• **Text passage**
▼
Taking a windmill to the USA from Netherlands

photo by alisa crawford - flour at brixton windmill

Jean Kerrigan reports on the fascinating story of a windmill in Holland, USA

Recently we had a very special request at Brixton Windmill. Alisa Crawford, miller at De Zwaan (the Swan) windmill in Holland, Michigan, USA, had Brixton Windmill on her bucket list and wanted to visit en route to a meeting of professional millers in the Netherlands. She was given a tour by Timo and Dan, two of our volunteer millers, and was extremely complimentary about the quality of the stoneground wholemeal flour that we produce at Brixton from organic English wheat grain.

The 18th-century De Zwaan windmill where Alisa works was installed in the USA in 1965 and was the last historic windmill permitted to leave the Netherlands. It now forms part of Windmill Island, the main tourist attraction in Holland. How it got there is a fascinating story.

Tulip time in America

The town of Holland in Michigan was founded in 1846 by Dutch emigrés fleeing from persecution and economic hardship in the Netherlands. At that time the country they left behind was home to an estimated 9,000 windmills.

By 1849, Holland had four sawmills, but only one was powered by wind. It stood 70ft tall, was built in the traditional Dutch eight-sided style, and had a sail span of 64 feet. It was not the first Dutch-style windmill in the USA. That had been built in 1625 to grind grain on Governors Island – today’s Manhattan Island.

The desire to import a genuine traditional windmill from the Netherlands to install in Holland dates back to the early 20th century. First discussed in 1929, it was driven by a wish to make Holland, Michigan, a better place.

Before deciding to purchase a windmill from the Netherlands, Holland City Council had supported a plan to plant thousands of tulip bulbs to celebrate the first Dutch settlers. In 1928, 100,000 Dutch tulip bulbs were imported and planted in city parks.
▲
• **Supplied information**
▼
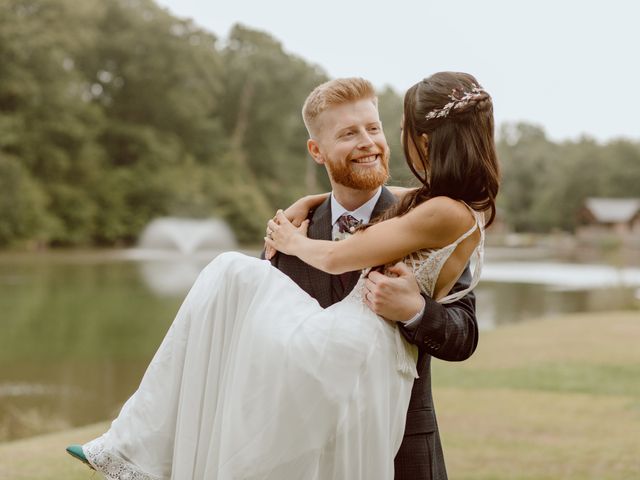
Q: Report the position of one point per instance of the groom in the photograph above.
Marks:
(346, 137)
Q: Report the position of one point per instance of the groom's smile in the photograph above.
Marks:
(368, 161)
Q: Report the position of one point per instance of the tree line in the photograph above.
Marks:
(114, 112)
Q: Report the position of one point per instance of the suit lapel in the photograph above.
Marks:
(320, 229)
(386, 200)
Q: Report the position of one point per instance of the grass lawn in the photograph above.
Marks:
(550, 399)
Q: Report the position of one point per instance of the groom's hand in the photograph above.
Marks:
(396, 298)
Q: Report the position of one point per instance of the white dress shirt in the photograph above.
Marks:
(363, 214)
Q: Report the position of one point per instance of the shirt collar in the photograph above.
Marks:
(361, 213)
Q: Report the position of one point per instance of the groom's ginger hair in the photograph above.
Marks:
(335, 92)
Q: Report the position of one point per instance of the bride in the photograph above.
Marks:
(255, 380)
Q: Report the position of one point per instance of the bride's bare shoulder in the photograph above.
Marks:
(445, 217)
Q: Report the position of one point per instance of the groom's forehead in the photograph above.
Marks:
(349, 114)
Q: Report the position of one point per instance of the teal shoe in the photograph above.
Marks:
(76, 451)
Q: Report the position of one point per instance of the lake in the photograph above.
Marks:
(78, 329)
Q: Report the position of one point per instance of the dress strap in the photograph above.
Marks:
(477, 256)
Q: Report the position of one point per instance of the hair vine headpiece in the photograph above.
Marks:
(476, 93)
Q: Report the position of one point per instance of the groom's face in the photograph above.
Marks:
(352, 146)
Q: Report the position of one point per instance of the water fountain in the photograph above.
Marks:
(172, 251)
(187, 235)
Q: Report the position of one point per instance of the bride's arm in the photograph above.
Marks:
(433, 224)
(299, 210)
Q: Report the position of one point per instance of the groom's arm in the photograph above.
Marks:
(448, 332)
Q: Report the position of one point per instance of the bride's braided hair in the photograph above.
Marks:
(460, 160)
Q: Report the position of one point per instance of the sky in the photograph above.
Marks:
(572, 67)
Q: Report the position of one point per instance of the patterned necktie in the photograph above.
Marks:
(347, 224)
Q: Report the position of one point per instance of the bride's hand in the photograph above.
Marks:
(282, 233)
(297, 213)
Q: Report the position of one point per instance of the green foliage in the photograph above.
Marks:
(22, 204)
(113, 112)
(545, 184)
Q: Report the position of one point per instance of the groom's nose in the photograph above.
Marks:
(365, 140)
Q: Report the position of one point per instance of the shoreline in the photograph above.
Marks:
(493, 409)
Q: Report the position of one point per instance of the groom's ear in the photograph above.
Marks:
(314, 151)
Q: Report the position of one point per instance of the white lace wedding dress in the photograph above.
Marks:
(254, 380)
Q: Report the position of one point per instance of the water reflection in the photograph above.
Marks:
(79, 331)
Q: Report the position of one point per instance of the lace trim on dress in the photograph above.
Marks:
(112, 466)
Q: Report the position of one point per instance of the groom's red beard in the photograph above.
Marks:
(352, 176)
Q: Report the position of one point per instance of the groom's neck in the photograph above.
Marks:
(352, 199)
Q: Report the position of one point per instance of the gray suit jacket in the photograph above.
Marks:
(448, 332)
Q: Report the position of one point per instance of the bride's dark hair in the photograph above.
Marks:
(460, 161)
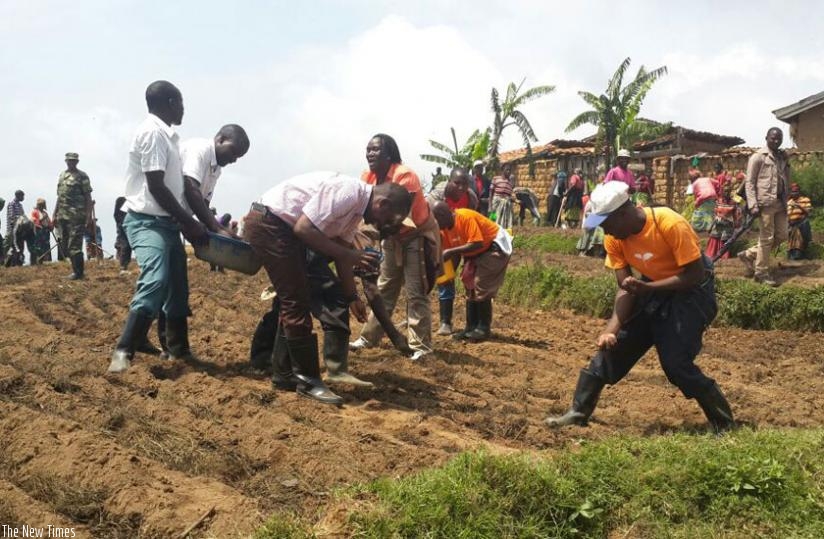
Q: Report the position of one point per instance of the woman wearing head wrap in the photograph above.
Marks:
(41, 249)
(798, 213)
(705, 190)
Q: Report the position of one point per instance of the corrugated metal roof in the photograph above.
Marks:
(785, 114)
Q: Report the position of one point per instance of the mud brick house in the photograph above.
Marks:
(672, 175)
(806, 119)
(658, 156)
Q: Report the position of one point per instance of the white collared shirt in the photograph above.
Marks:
(200, 163)
(333, 202)
(153, 148)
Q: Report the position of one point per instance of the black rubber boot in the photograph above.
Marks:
(177, 339)
(336, 358)
(471, 320)
(446, 306)
(586, 397)
(77, 267)
(717, 409)
(303, 352)
(484, 328)
(144, 345)
(161, 335)
(263, 342)
(282, 375)
(136, 325)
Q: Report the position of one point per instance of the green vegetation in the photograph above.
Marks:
(753, 306)
(550, 287)
(743, 304)
(745, 484)
(475, 147)
(548, 243)
(508, 113)
(615, 112)
(810, 178)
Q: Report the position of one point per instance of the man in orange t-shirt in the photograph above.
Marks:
(410, 254)
(668, 306)
(486, 248)
(457, 194)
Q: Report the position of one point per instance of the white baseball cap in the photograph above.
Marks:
(605, 199)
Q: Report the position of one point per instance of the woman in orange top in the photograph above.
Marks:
(411, 255)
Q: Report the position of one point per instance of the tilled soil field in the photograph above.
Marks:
(166, 446)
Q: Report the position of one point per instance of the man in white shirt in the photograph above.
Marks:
(321, 211)
(202, 161)
(158, 212)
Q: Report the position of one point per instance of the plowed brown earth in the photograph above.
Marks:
(149, 452)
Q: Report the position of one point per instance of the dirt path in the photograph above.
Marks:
(151, 451)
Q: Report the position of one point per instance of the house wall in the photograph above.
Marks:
(672, 178)
(541, 183)
(809, 130)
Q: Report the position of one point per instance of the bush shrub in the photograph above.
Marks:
(747, 484)
(811, 180)
(548, 243)
(743, 304)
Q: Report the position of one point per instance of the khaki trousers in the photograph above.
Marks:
(773, 230)
(398, 269)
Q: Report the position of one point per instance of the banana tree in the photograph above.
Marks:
(475, 147)
(615, 112)
(508, 113)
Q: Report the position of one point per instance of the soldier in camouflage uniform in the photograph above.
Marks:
(73, 211)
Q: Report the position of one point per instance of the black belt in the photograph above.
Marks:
(257, 207)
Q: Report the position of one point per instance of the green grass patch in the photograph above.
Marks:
(551, 287)
(547, 243)
(746, 484)
(750, 305)
(743, 304)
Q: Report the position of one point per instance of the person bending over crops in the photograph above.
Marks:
(669, 305)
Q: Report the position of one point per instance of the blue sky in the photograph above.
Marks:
(312, 81)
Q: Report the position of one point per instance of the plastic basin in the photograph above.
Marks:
(236, 255)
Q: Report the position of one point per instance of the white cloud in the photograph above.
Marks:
(313, 104)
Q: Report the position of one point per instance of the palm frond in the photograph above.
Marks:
(617, 79)
(441, 147)
(533, 93)
(593, 100)
(494, 102)
(439, 159)
(588, 117)
(524, 127)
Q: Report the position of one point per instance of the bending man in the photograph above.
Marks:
(668, 307)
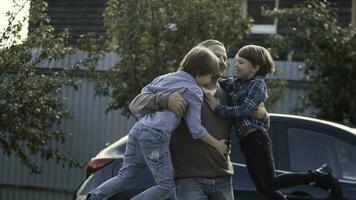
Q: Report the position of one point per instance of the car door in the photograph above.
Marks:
(308, 145)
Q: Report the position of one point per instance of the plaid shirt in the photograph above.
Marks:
(244, 98)
(166, 120)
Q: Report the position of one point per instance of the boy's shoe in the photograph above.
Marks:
(81, 197)
(327, 181)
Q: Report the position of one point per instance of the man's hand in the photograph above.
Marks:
(222, 147)
(212, 101)
(260, 112)
(176, 102)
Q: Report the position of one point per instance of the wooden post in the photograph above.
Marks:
(353, 13)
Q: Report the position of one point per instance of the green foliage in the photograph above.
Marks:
(329, 52)
(152, 36)
(30, 106)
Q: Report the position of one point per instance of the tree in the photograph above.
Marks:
(30, 104)
(329, 53)
(151, 37)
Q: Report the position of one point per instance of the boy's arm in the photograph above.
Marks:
(226, 84)
(147, 102)
(256, 95)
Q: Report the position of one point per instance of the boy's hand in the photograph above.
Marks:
(222, 147)
(212, 101)
(176, 103)
(260, 112)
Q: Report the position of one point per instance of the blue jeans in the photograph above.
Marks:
(145, 147)
(205, 189)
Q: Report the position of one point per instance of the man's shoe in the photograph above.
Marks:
(325, 179)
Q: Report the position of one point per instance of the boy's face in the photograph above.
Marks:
(203, 80)
(220, 52)
(244, 68)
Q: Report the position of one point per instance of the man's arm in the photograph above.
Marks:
(148, 102)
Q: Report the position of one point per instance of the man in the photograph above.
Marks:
(200, 171)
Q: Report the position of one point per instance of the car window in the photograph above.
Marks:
(310, 149)
(346, 155)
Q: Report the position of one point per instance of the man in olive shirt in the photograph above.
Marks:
(200, 171)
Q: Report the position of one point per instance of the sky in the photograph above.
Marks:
(8, 5)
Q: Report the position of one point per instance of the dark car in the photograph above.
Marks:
(299, 144)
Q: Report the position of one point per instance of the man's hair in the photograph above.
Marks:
(210, 42)
(200, 61)
(258, 55)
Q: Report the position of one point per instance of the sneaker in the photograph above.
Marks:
(327, 181)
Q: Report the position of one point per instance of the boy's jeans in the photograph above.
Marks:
(205, 189)
(145, 146)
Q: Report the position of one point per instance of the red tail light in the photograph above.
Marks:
(96, 164)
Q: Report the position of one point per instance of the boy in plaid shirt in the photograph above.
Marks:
(245, 93)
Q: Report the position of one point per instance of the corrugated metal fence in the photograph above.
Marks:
(91, 130)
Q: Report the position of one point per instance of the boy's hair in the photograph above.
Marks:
(258, 55)
(210, 42)
(200, 61)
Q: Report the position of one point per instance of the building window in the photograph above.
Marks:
(261, 24)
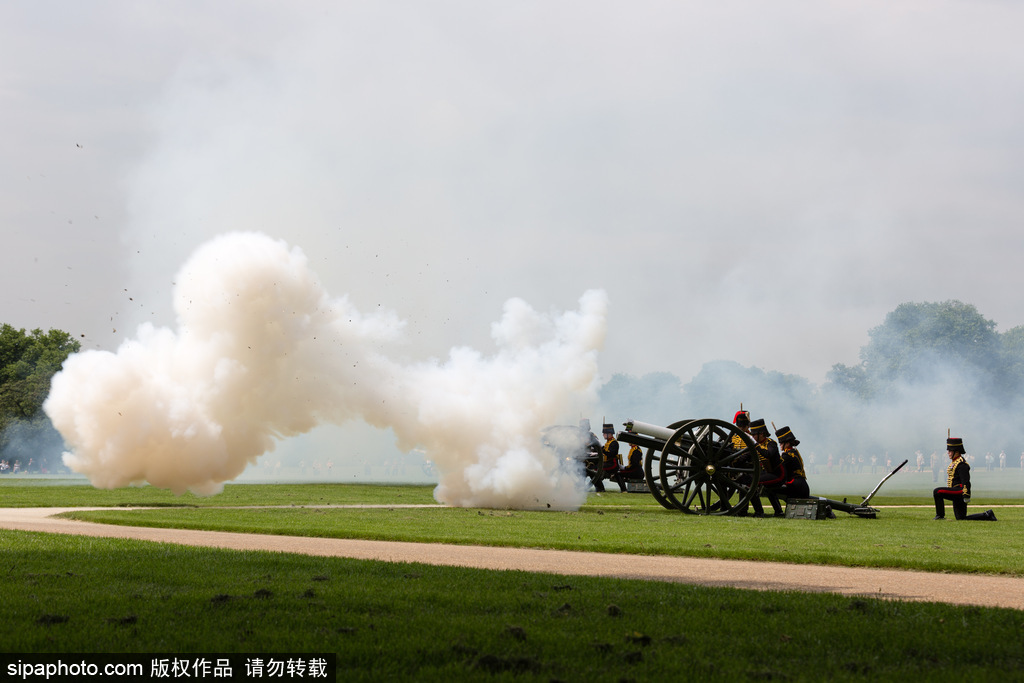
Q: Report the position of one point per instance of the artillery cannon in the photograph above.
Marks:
(711, 467)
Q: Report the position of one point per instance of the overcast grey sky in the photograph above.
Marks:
(754, 181)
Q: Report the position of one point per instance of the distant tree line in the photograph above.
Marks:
(926, 369)
(28, 363)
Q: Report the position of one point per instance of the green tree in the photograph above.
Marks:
(918, 343)
(28, 363)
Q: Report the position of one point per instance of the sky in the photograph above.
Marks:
(760, 182)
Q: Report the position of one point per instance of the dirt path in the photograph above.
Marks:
(891, 584)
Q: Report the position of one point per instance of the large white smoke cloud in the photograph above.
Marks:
(261, 352)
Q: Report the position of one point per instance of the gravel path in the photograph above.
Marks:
(980, 590)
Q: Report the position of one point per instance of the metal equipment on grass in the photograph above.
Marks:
(710, 467)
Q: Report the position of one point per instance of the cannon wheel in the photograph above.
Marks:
(652, 472)
(701, 473)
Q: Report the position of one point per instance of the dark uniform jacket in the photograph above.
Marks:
(794, 464)
(958, 476)
(610, 450)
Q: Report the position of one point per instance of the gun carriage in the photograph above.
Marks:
(711, 467)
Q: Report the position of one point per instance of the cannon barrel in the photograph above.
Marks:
(647, 429)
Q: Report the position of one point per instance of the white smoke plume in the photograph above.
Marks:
(261, 352)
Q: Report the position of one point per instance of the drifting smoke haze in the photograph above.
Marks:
(262, 352)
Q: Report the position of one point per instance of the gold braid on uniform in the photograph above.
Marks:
(951, 471)
(794, 454)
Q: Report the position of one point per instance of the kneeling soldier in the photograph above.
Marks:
(957, 488)
(796, 477)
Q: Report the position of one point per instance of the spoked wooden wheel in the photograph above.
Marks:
(701, 470)
(652, 472)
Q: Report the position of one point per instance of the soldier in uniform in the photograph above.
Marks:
(610, 456)
(742, 421)
(957, 488)
(591, 449)
(634, 470)
(772, 470)
(796, 477)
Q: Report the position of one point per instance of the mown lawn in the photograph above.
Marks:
(418, 623)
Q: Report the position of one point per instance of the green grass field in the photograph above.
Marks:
(417, 623)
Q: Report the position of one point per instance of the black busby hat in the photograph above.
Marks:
(759, 427)
(785, 435)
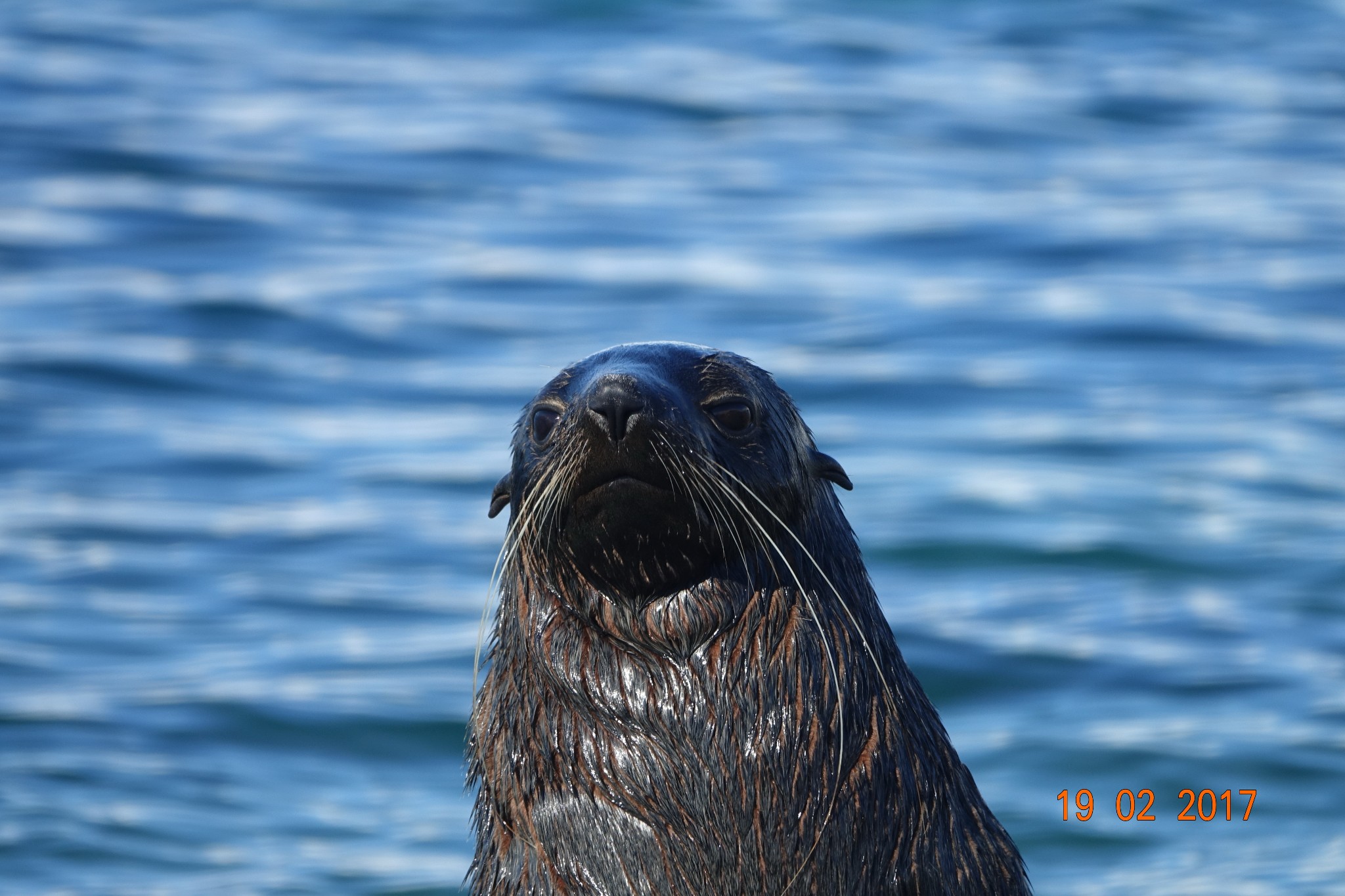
▲
• **To-do list**
• 1. According to the windmill article, in what year was the De Zwaan windmill installed in the USA?
• 2. Resume the windmill article after its final sentence, carrying on from the planting of tulip bulbs in Holland's city parks.

• **Per-task outputs**
• 1. 1965

• 2.
The following year a “Tulip Day” was organised, and every year since, the May Tulip Festival has attracted thousands of visitors to the city. A replica Dutch windmill was built in 1934 in Lakeview Park – later renamed Windmill Park – and by 1939 “Tulip Time” had become a nationally known event that lasted nine days.

When the German army occupied the Netherlands in 1940 the city set up a relief committee to help the people of the Netherlands, and the Queen Wilhelmina Fund provided relief for those living under occupation. The Tulip Festival was suspended for the rest of the war and only renewed in 1946.

Operation Windmill

By the start of the 1960s, with almost 30 years of Tulip Time celebrations and the construction of several replica windmills, the idea for an authentic Dutch windmill to be established in Holland as a symbol of its Dutch settler origins resurfaced.

But things had changed in the Netherlands. Where there had once been 9,000 windmills only 990 remained, and they had become significant tourist attractions. The Netherlands’ Ministry of Education, Arts and Sciences and the Dutch Mill Society wanted to protect the remaining mills as important monuments.

So in 1961 the federal government of the Netherlands passed the Historic Buildings and Ancient Monuments Act prohibiting the export of windmills and other historic buildings. It appeared that Holland’s desire to import an authentic Dutch windmill to the USA was thwarted.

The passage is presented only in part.